Instruções da tarefa -> Contabilize as linhas da listagem abaixo que contêm a palavra "positive". Informe somente o número.

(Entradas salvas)

┏━━

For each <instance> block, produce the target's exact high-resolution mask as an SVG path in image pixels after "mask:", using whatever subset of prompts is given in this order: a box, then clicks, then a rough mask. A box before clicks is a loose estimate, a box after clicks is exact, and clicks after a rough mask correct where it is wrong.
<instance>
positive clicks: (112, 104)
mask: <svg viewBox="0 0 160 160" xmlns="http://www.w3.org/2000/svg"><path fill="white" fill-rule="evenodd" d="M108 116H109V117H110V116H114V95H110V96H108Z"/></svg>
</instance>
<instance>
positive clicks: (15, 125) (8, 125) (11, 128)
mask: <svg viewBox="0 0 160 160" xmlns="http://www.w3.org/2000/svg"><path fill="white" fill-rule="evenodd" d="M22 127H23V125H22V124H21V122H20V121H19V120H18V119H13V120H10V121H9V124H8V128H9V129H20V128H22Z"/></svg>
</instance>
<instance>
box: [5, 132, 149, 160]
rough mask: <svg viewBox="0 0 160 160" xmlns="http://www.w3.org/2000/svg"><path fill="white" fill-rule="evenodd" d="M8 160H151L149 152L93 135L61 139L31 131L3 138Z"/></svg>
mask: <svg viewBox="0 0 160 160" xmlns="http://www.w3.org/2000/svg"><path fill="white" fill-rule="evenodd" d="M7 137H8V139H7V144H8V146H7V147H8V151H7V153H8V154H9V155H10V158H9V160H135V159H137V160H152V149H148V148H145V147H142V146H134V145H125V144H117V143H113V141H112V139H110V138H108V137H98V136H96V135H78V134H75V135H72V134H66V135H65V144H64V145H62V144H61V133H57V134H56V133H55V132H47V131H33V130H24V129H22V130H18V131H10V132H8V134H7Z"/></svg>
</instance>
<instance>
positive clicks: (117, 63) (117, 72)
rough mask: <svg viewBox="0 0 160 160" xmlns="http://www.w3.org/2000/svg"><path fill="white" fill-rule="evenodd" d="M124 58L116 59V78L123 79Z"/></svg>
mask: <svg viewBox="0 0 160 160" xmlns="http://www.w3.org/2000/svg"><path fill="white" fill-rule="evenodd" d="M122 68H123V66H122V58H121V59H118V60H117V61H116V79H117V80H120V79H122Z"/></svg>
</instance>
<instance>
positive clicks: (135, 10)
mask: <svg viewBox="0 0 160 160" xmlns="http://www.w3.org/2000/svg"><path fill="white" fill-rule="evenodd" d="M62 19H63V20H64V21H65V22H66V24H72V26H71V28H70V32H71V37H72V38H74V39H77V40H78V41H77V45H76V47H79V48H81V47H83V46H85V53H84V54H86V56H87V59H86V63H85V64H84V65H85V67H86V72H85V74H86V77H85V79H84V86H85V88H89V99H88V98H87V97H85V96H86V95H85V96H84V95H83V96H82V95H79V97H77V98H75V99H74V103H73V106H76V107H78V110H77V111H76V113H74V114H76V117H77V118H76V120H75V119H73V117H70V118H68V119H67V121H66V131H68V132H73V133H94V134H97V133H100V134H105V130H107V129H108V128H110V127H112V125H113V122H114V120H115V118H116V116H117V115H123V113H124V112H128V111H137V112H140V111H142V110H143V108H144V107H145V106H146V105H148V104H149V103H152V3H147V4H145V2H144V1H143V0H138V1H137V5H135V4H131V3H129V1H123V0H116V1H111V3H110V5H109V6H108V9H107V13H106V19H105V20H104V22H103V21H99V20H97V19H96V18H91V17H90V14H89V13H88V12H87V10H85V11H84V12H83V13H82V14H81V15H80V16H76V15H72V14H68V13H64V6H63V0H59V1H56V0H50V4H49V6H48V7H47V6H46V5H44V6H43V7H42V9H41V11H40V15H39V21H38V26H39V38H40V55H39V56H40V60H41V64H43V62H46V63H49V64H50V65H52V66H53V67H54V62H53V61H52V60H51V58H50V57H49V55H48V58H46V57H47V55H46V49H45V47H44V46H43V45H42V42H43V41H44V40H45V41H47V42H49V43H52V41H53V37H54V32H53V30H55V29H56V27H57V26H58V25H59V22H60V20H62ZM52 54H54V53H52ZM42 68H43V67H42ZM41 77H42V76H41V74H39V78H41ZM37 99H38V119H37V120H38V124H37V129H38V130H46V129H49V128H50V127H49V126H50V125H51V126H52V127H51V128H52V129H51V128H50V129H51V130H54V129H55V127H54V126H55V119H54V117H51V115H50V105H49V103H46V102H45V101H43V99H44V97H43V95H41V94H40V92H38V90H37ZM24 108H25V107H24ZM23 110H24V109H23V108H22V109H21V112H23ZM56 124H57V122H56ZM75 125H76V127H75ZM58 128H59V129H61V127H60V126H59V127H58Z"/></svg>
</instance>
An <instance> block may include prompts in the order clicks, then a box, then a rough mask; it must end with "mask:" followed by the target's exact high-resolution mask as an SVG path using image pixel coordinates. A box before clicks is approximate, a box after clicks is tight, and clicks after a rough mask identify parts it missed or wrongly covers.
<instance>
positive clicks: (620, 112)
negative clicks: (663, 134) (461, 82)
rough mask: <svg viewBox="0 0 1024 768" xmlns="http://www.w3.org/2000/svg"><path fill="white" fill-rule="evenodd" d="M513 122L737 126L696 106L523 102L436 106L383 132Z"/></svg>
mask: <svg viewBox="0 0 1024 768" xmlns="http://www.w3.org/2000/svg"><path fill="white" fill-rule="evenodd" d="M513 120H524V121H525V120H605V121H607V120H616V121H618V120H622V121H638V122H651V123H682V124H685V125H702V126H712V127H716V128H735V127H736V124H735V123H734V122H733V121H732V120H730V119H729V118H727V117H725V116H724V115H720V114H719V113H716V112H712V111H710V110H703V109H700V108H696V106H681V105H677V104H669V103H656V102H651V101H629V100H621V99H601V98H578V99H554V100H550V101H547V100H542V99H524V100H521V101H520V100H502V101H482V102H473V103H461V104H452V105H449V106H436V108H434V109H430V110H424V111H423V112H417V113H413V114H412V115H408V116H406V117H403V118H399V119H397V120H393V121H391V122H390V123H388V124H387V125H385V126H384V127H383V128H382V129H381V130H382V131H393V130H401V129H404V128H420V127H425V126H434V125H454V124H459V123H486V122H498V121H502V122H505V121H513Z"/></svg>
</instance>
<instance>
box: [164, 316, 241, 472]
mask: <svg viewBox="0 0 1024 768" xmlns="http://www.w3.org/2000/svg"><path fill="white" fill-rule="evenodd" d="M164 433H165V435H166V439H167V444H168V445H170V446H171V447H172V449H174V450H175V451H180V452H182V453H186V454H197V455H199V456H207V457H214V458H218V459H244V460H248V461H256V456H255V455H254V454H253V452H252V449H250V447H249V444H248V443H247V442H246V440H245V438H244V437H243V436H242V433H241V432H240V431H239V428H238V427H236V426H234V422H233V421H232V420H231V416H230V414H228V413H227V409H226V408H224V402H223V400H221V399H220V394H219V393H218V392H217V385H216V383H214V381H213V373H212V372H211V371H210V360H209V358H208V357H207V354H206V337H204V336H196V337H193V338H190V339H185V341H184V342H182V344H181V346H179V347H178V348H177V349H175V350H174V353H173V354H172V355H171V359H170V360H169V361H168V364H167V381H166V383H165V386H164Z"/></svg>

┗━━

Solução do problema -> 5